Selected passage
────────────────────
Robert Kiprono Cheruiyot won the 2010 Boston Marathon in a course record of 2:05:5, marking the 37th improvement in the men’s course record in the 114-year history of the race.
From 1897 to 1924, the race followed a course starting at Metcalf’s Mill in Ashland and finishing 24.5 miles later at the Oval on Irving Street in downtown Boston. In 1924, the start of the course was moved from Ashland to Hopkinton course to lengthen it to 26.2 miles, the standard distance of the marathon established at the Olympic Games in 1908. Measurement of the course in 1926, however, found it 197 yards short, a discrepancy corrected for the 1927 race.
In 1956, the first four finishers, led by Antti Viskari of Finland, bettered the previous record. The results led to questions about the actual distance of the course, measurement of the course revealed it was 1,183 yards short. Changes in the route due to road work, since 1951, had reduced the length of the course.
Since 1957, the course has been maintained at the official distance.
────────────────────
Entries
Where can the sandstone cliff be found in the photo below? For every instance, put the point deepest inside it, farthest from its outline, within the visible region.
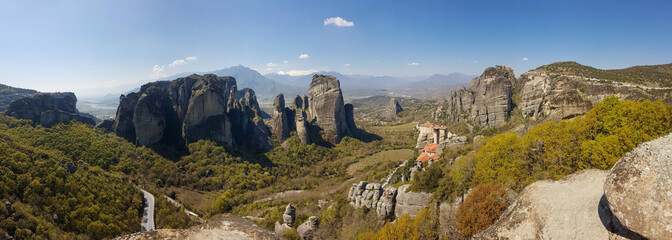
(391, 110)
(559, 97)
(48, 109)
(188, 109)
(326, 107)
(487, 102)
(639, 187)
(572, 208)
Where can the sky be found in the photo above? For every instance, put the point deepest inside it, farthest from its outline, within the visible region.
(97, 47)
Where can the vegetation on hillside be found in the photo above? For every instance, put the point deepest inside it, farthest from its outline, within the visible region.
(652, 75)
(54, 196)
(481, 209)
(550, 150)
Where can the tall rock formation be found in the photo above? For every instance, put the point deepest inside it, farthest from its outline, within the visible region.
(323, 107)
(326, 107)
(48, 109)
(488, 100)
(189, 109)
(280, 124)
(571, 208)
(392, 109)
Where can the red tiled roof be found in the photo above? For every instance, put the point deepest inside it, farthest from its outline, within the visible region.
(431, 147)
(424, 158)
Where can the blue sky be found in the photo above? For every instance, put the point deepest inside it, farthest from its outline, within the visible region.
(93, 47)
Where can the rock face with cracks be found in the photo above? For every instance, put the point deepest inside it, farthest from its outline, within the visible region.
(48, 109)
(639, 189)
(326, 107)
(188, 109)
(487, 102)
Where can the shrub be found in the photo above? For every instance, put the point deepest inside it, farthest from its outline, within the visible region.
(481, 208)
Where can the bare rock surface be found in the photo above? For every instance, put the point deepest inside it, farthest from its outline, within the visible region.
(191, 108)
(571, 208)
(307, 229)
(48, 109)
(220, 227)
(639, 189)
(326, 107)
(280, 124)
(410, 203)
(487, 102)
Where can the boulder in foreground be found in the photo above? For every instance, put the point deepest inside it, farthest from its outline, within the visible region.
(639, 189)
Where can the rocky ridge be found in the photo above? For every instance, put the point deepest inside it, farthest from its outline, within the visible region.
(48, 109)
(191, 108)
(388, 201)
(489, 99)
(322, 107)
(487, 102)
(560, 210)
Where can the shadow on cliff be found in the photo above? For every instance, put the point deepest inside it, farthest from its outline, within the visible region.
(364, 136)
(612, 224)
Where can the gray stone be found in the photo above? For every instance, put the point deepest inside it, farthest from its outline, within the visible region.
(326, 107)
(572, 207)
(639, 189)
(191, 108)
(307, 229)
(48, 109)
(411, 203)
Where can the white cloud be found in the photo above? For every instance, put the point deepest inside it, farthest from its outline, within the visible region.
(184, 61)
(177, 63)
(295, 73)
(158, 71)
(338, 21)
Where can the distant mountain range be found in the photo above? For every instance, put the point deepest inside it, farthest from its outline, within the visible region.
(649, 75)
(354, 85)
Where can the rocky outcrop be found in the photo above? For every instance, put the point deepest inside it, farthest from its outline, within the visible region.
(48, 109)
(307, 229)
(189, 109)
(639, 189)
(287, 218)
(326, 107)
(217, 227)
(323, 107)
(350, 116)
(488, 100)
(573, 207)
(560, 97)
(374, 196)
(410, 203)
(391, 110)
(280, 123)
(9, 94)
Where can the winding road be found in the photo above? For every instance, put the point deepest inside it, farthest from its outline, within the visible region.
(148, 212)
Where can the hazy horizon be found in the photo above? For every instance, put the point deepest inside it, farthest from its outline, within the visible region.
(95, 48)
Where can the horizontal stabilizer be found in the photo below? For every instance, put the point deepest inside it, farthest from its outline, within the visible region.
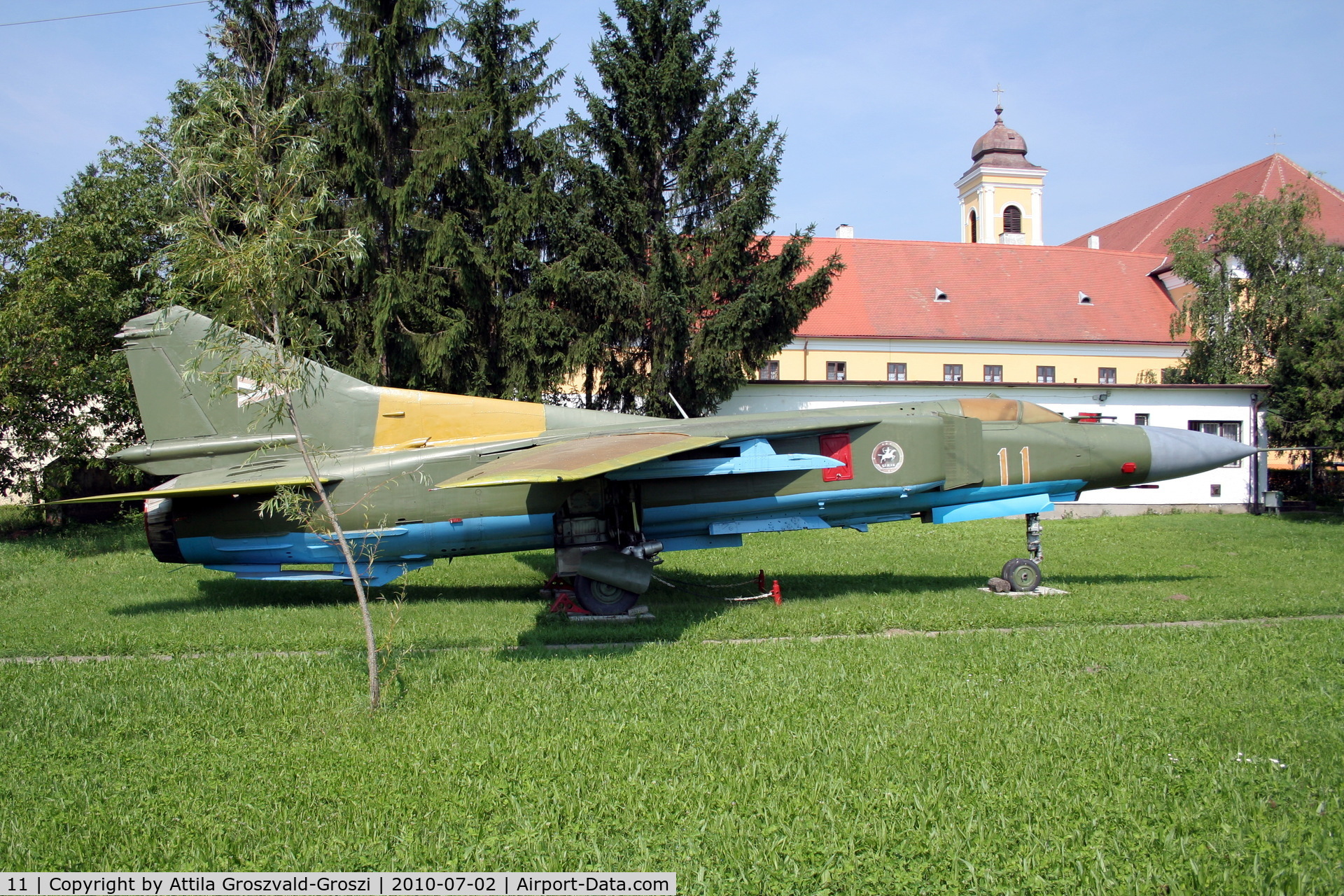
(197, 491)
────────────────────
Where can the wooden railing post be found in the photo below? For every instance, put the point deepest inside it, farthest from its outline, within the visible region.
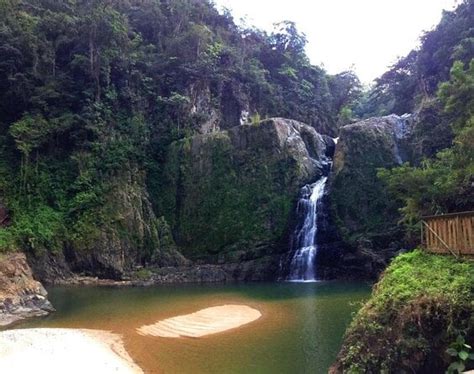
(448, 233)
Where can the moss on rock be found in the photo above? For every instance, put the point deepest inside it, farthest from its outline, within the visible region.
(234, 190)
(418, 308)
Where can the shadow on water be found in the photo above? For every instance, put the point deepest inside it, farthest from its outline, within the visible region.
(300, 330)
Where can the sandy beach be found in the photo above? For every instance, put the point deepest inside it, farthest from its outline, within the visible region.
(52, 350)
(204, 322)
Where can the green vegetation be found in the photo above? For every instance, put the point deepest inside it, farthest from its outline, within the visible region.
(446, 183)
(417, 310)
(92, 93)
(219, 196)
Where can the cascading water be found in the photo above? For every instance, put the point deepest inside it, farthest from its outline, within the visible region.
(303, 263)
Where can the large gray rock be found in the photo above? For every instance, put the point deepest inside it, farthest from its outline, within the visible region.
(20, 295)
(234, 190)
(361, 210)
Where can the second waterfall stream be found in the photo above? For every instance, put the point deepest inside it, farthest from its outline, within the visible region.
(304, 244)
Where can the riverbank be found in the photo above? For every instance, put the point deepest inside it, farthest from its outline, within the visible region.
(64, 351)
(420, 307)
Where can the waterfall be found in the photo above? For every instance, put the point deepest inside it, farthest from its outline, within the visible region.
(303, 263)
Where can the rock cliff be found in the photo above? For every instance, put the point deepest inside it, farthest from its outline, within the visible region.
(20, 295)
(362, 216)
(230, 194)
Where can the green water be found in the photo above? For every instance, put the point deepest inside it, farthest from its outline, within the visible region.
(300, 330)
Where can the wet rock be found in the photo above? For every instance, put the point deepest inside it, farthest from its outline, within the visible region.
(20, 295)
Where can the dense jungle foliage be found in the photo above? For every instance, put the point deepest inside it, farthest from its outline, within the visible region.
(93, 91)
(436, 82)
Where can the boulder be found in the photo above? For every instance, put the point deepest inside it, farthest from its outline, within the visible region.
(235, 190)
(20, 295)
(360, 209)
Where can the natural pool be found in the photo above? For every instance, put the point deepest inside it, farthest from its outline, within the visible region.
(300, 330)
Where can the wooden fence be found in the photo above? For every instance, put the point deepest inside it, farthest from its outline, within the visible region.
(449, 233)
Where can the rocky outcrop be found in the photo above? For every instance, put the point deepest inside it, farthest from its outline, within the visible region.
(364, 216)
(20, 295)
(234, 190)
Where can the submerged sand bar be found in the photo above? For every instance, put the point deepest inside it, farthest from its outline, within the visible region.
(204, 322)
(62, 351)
────────────────────
Stated goal A
Retype the stretch of the Boston Marathon passage from "In 1956, the" through "of the course.".
Stated goal B
Write what comes next in the passage on the Boston Marathon course, picking up after its final sentence.

Exercise output A
In 1956, the first four finishers, led by Antti Viskari of Finland, bettered the previous record. The results led to questions about the actual distance of the course, measurement of the course revealed it was 1,183 yards short. Changes in the route due to road work, since 1951, had reduced the length of the course.

Exercise output B
Yun Bok Suh, of Korea, established a “world record” of 2:25:39 at Boston in 1947. The world record status of Suh’s performance is questionable, as it may have been run over a short course, 25.54 miles. Moreover, Boston Marathon performances are not eligible for world record consideration because, as a point-to-point course, it does not meet International Association of Athletic Federations (IAAF) standards for road race configuration. According to the IAAF, “The start and finish points of a course,” according the IAAF, “measured along a theoretical straight line between them, shall not be further apart than 50% of the race distance.” Additionally, Boston’s downhill character exceeds the IAAF’s standard of 1 meter per kilometer for the decrease in elevation between the start and finish.
1897: 2:55:10 – John J. McDermott (USA-New York)
McDermott of the Pastime Athletic Club won the first Boston Marathon, known then as the B.A.A. (Boston Athletic Association) Road Race. Fifteen runners started the race, but only ten finished, with McDermott over six minutes ahead of them.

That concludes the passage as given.